## Given request
Rewrite the records below with every "kangaroo" changed to "wallaby" and everything else left the same. Leave the pictures out.
+++ Records to use +++
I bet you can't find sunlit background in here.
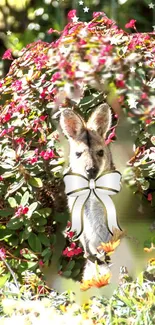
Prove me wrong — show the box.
[0,0,155,300]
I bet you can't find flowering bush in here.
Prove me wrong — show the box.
[0,10,155,284]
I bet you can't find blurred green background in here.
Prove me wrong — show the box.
[0,0,155,76]
[0,0,155,300]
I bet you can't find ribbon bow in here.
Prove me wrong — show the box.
[64,170,121,239]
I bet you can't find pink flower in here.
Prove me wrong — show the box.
[39,115,47,121]
[12,80,22,91]
[98,58,106,64]
[105,128,116,145]
[20,248,28,255]
[0,247,6,259]
[15,205,29,218]
[116,80,125,88]
[47,28,60,34]
[14,138,25,144]
[141,93,148,99]
[74,247,83,255]
[40,149,55,160]
[93,11,106,18]
[0,129,7,137]
[147,193,152,201]
[2,49,13,60]
[62,243,83,257]
[3,113,11,123]
[66,231,75,238]
[51,72,61,82]
[28,157,38,165]
[67,9,76,19]
[38,260,44,266]
[125,19,136,28]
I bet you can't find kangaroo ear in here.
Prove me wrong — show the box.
[87,103,112,137]
[60,109,84,139]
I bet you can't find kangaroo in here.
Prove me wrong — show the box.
[60,103,115,276]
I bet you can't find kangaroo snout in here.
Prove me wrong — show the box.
[86,167,98,179]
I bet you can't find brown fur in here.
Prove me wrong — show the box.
[60,104,114,278]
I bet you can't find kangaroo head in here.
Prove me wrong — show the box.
[60,104,112,179]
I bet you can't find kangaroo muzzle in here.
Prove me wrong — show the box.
[86,167,98,179]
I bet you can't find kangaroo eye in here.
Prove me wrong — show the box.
[97,150,104,157]
[75,152,82,158]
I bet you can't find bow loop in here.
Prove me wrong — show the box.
[64,170,121,239]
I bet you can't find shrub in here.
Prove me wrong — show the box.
[0,11,155,277]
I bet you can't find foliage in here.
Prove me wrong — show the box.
[1,260,155,325]
[0,10,155,282]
+++
## Solution for this task
I bet you can't find sunlit background in here.
Prove me wrong — show the box.
[0,0,155,300]
I bet you can't find flowering bush in here.
Prove me wrong — show the box.
[0,10,155,284]
I bet you can't find blurred green background in here.
Prove me wrong — show the box.
[0,0,155,76]
[0,0,155,300]
I bet you can't find ribbon bow in here.
Prove me wrong — show the box.
[64,170,121,239]
I bet you can't find pink flower in here.
Prove me wrong — show the box.
[39,115,47,121]
[12,80,22,91]
[98,58,106,64]
[105,128,116,145]
[20,248,28,255]
[0,247,6,259]
[15,205,29,218]
[116,80,125,88]
[47,28,60,34]
[14,138,25,144]
[141,93,148,99]
[74,247,83,255]
[40,149,55,160]
[93,11,106,18]
[0,129,7,137]
[147,193,152,201]
[2,49,13,60]
[62,243,83,257]
[3,113,11,123]
[66,231,75,238]
[51,72,61,82]
[28,157,38,165]
[67,9,76,19]
[38,260,44,266]
[125,19,136,28]
I bet you can't find wallaby ear in here.
Prove me wrong — show the box.
[87,103,112,137]
[60,109,84,139]
I bet you can't find wallaby in here.
Prove me wrong — show the box.
[60,103,115,276]
I bet you can't find wallaby snout in here.
Prove me wrong — show the box.
[86,167,98,179]
I bet you can't find brown fur in here.
Prove me wrong — show the box.
[60,104,114,278]
I bet you can't find wallaby head in here.
Prove me wrong — show the box.
[60,104,112,179]
I bet you can't find wallaby muzzle in here.
Prove me wrong — show the box.
[86,167,98,179]
I bet you can't find wallaby eye in here.
Prove me wrong — show the box.
[97,150,104,157]
[75,152,82,158]
I bet you can't find bow loop in here.
Prove me wrong — show the box.
[64,170,121,239]
I bet you can't find shrub in here.
Prove me wrong — show the box.
[0,11,155,277]
I bet you can't find foliage in here.
Prove me wrong — show the box.
[1,260,155,325]
[0,10,155,282]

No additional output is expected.